SOURCE TEXT →
%%
ALP is an important indicator of bone mineralization; it is an early biomarker of bone metabolic disease and osteopenia and is expressed in all osteoblasts (22). As previously reported, the taurine transporter maintains a constant level of taurine in the bone tissue, is also expressed in osteoblasts, performs important functions of the bones, and promotes osteoblast differentiation. (8). Further, taurine is very safe in terms of tissue toxicity and is used as a supplement to drugs, baby milk, or health foods by pharmaceutical companies (19). In this study, taurine treatment of MG-63 cells resulted in a significant increase in ALP activity at 150 and 300 μg/mL compared with that in the control (Fig. 1). In addition, mineralization analysis by using alizarin red S staining of the taurine treatment group showed a significant and concentration-dependent increase in staining compared with that noted in the control (Fig. 1C). OVX rat model reduced the expression of osteoblast-forming genes such as BMP-2, Wnt3a, SMAD5, RUNX2, and COL-1, as previously reported (23–26). During osteoblast differentiation, BMP-2 stimulation is highly specific for osteoblastic transcription factors such as RUNX2, and these transcription factors play a pivotal role in the regulation of molecules such as ALP and osteocalcin during osteoblast differentiation (27). Our results suggest that taurine activates BMP-2, Wnt3a, SMAD1/5/8, and COL-1, through ALP both in vitro and in vivo and thus successfully improves bone formation and differentiation.

In addition, the association of Wnt3a with the PI3k-Akt signal has been reported, and the Akt signaling pathway has been shown to be associated with calcification through RUNX2 activation and expression. Previous studies have shown that the MAPK/ERK pathway is essential for controlling osteoblast differentiation and proliferation (28, 29). Various signaling pathways, including SMADs, Akt, and MAPK, have been reported to be activated upstream of RUNX2 expression during bone formation (30–31), with COL-1 being the downstream targets (29). Previous studies showed that, even at a concentration of 0.1 mM, taurine stimulated ERK 1/2 phosphorylation within 1 min, and the stimulatory action of taurine was blocked by an ERK 1/2 inhibitor (19). Important observation presented previously show that specific ERK 1/2 antagonist significantly attenuate magnesium levels of taurine in HOB cells, which increases magnesium levels through activation of ERK 1/2 in HOB cell (18). Further, another study found that taurine increased the nuclear localization of Cbfa1, and that this effect was mediated via the ERK signaling pathway (17). In our study, the expression of COL-1 was significantly increased after treatment with taurine in MG-63 cells and OVX rats (Fig. 2, 4). Our results showed an increase in the expression level of osteoblast markers (BMP-2, SMADs, Wnt3a, RUNX2, COL-1, p-MAPK, and p-Akt) in response to taurine treatment in differentiated MG-63 cells and OVX rats. Thus, our study results strongly suggest that taurine regulates osteoblast differentiation through Wnt3ainducible p-Akt/RUNX2 and BMP-mediated SMADs/MAPK/RUNX2 interactions.
%%
SUPPLIED INFORMATION →
%%
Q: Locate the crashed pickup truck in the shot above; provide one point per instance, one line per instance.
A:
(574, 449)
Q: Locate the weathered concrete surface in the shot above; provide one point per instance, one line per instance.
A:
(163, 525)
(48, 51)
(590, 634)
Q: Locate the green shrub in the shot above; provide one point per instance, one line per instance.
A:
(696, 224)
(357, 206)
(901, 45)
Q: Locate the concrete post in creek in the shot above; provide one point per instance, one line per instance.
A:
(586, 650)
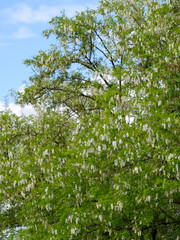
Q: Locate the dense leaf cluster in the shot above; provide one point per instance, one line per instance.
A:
(100, 159)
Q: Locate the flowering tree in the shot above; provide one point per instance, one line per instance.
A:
(100, 159)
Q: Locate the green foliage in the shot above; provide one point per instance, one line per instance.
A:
(100, 159)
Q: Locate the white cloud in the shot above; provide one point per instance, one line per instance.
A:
(6, 44)
(24, 13)
(23, 32)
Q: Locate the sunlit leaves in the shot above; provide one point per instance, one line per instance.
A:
(100, 159)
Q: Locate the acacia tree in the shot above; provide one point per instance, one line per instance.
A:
(100, 158)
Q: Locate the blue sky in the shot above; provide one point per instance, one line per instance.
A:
(21, 26)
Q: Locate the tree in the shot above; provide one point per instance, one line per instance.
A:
(100, 159)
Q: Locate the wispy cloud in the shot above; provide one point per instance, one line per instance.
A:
(22, 12)
(6, 44)
(23, 32)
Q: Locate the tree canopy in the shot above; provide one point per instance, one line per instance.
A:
(100, 158)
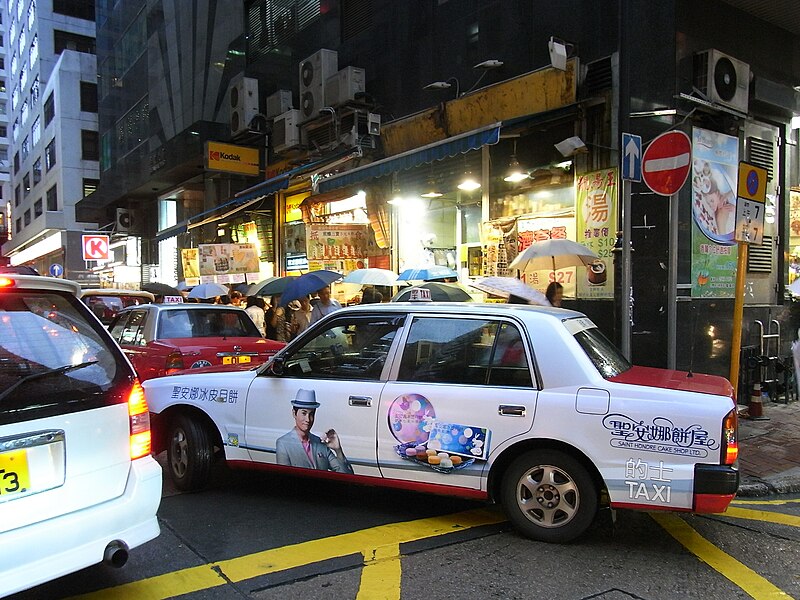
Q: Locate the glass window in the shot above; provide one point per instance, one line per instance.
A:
(465, 351)
(350, 348)
(52, 198)
(50, 155)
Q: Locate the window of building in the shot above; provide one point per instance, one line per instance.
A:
(90, 145)
(80, 10)
(34, 51)
(88, 96)
(36, 132)
(52, 198)
(49, 109)
(63, 40)
(90, 186)
(50, 155)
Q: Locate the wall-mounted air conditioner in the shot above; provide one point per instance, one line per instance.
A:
(314, 71)
(285, 131)
(278, 103)
(243, 96)
(344, 85)
(722, 79)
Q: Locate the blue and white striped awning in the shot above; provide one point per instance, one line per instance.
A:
(452, 146)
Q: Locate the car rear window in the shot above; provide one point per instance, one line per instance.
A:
(189, 323)
(50, 353)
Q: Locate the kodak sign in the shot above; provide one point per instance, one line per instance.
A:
(231, 159)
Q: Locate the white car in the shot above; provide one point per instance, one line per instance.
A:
(78, 485)
(528, 406)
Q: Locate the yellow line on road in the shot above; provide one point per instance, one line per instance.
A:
(727, 566)
(241, 568)
(380, 577)
(761, 515)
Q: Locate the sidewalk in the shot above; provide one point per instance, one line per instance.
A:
(769, 450)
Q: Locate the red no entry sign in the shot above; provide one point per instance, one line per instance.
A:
(666, 162)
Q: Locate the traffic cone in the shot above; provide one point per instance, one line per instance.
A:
(756, 406)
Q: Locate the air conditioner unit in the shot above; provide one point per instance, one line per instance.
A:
(344, 85)
(285, 131)
(126, 220)
(278, 103)
(722, 79)
(314, 71)
(243, 96)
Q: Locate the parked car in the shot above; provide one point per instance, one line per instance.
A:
(107, 302)
(77, 482)
(529, 406)
(161, 339)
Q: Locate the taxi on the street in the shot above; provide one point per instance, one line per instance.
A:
(528, 406)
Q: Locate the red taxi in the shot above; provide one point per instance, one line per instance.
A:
(161, 339)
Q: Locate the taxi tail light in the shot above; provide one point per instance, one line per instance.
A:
(730, 438)
(139, 416)
(174, 363)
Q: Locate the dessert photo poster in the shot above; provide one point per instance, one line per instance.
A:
(596, 227)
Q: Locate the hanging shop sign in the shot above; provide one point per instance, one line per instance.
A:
(231, 159)
(596, 219)
(715, 163)
(219, 259)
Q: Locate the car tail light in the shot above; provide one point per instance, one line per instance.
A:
(730, 438)
(174, 363)
(139, 415)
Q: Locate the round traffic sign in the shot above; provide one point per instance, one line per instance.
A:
(666, 162)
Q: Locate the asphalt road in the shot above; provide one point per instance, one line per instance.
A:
(255, 535)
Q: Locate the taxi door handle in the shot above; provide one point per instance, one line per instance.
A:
(360, 401)
(511, 410)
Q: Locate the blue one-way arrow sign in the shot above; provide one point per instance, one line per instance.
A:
(631, 157)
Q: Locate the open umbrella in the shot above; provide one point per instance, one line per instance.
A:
(208, 290)
(271, 286)
(440, 292)
(307, 284)
(371, 277)
(553, 254)
(161, 289)
(508, 286)
(427, 273)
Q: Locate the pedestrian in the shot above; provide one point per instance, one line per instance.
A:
(325, 306)
(256, 313)
(554, 293)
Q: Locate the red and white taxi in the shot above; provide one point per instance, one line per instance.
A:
(528, 406)
(161, 339)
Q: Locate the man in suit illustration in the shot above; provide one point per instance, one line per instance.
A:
(301, 448)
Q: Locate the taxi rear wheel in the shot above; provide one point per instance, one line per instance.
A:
(549, 496)
(190, 453)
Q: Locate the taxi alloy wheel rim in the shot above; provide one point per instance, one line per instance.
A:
(180, 450)
(548, 496)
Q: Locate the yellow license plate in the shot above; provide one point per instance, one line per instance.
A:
(14, 477)
(235, 360)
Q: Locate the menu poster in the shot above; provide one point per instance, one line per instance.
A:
(217, 259)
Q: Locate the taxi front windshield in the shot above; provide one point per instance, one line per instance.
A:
(607, 359)
(48, 347)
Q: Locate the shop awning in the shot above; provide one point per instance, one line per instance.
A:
(452, 146)
(245, 198)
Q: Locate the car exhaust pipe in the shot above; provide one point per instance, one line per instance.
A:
(116, 554)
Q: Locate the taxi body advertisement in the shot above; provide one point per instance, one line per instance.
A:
(446, 400)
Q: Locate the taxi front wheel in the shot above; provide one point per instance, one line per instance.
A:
(549, 496)
(190, 453)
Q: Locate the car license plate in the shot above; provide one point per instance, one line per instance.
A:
(14, 477)
(235, 360)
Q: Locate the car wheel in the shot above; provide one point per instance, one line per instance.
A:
(549, 496)
(190, 453)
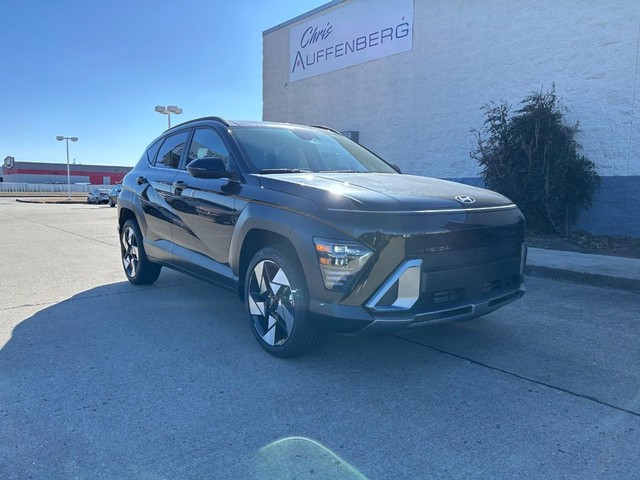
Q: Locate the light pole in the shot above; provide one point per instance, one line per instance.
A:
(73, 139)
(168, 111)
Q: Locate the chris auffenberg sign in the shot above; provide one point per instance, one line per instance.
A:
(359, 32)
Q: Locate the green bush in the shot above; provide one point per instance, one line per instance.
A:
(532, 157)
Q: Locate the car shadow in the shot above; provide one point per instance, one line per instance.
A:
(167, 381)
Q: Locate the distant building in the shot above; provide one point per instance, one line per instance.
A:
(408, 77)
(36, 172)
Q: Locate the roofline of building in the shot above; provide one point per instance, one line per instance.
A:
(304, 15)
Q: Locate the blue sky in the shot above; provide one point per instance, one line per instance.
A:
(96, 70)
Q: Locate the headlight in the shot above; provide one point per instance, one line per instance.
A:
(339, 261)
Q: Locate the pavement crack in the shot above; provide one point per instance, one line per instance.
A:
(62, 230)
(521, 377)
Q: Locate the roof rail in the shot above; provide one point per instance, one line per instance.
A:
(223, 121)
(327, 128)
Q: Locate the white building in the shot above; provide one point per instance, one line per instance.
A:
(410, 76)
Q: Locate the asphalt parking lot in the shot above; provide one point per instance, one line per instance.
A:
(102, 379)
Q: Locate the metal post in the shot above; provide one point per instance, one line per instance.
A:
(68, 173)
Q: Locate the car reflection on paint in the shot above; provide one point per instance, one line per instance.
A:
(113, 195)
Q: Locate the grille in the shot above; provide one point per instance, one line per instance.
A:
(501, 284)
(446, 296)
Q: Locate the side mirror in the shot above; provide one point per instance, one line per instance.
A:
(209, 167)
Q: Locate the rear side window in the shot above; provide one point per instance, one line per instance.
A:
(171, 151)
(152, 151)
(207, 143)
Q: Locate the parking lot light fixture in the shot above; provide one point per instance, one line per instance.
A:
(73, 139)
(168, 111)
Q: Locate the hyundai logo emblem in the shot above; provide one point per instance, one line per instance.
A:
(465, 199)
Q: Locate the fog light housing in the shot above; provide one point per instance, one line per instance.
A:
(339, 261)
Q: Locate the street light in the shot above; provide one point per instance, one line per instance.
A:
(168, 111)
(73, 139)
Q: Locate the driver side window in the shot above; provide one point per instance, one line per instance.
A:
(207, 143)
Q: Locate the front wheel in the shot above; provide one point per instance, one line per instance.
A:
(277, 301)
(137, 267)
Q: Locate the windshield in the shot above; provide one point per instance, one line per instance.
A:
(280, 149)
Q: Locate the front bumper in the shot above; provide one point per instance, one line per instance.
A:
(361, 321)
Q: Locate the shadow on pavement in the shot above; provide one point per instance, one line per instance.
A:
(168, 382)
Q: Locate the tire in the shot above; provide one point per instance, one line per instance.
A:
(137, 267)
(277, 301)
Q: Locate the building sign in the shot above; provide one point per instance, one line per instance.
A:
(356, 33)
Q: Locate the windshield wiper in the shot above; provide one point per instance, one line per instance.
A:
(283, 170)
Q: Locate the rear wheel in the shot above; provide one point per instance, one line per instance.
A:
(137, 267)
(278, 303)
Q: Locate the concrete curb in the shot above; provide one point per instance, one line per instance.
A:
(584, 278)
(51, 200)
(590, 269)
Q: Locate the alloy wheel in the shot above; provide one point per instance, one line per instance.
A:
(271, 303)
(130, 252)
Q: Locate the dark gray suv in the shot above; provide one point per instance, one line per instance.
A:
(316, 233)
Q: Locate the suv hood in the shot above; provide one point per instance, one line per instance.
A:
(389, 192)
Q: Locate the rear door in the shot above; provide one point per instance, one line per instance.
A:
(156, 185)
(207, 209)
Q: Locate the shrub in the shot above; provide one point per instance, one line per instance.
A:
(532, 157)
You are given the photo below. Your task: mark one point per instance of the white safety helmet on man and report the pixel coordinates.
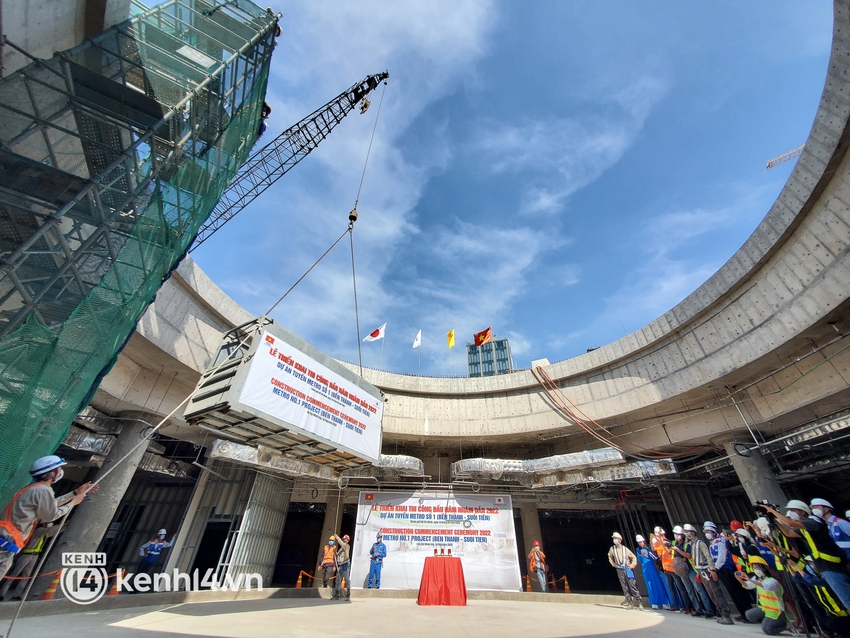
%%
WHAT YOU SHOULD DO → Extend the passage on taurine and osteoblast differentiation by writing what comes after its final sentence.

ANSWER BOX →
Conclusion

To our knowledge, this is the first report showing that treatment with taurine increased RUNX2 expression by activating Akt and MAPK through an increase in BMD, BMP-2, and Wnt3a levels. In addition, taurine increased the expression levels of BMP-2, Wnt3a, SMAD1/5/8, RUNX2, and COL-1 in the in vivo osteoporosis model and stimulated the p-Akt, p-p38, p-JNK, and p-ERK signaling pathways. These changes play an important role in improving the overall bone strength. Our study provides evidence that taurine can reduce the risk of bone metabolic disorders.

Ethical considerations

Ethical issues (Including plagiarism, informed consent, misconduct, data fabrication and/or falsification, double publication and/or submission, redundancy, etc.) have been completely observed by the authors.